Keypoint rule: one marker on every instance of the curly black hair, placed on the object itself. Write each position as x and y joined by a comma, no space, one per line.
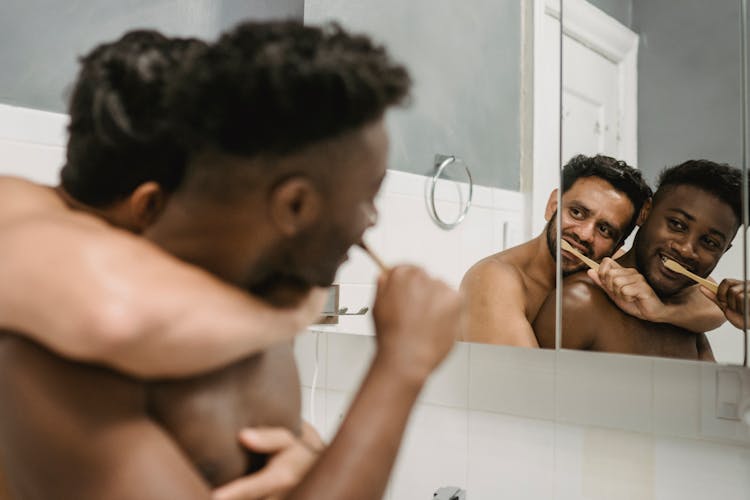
721,180
622,176
272,88
119,133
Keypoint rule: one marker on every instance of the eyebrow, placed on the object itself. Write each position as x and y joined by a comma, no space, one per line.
692,219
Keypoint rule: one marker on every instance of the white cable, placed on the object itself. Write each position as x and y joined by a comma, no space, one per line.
314,383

• • • •

Activity: I would like the data copied exactly as it stands, with no pictures included.

Reply:
Keypoint rule: one marker on every instance of the curly black hair, placed on the object itself. Write each position as x and y joined by a comma, no space, one per line.
721,180
622,176
272,88
119,133
Keypoint rule: one marker on every instance of the eyebrow, placed on the object itself. Write each position as x and y joined by a comma, no space, one per line.
692,219
Keypoint rule: one marker on every instance of the white cable, placed on the object itself. Write each position as x and y joined by a comma, no space, one per line.
314,383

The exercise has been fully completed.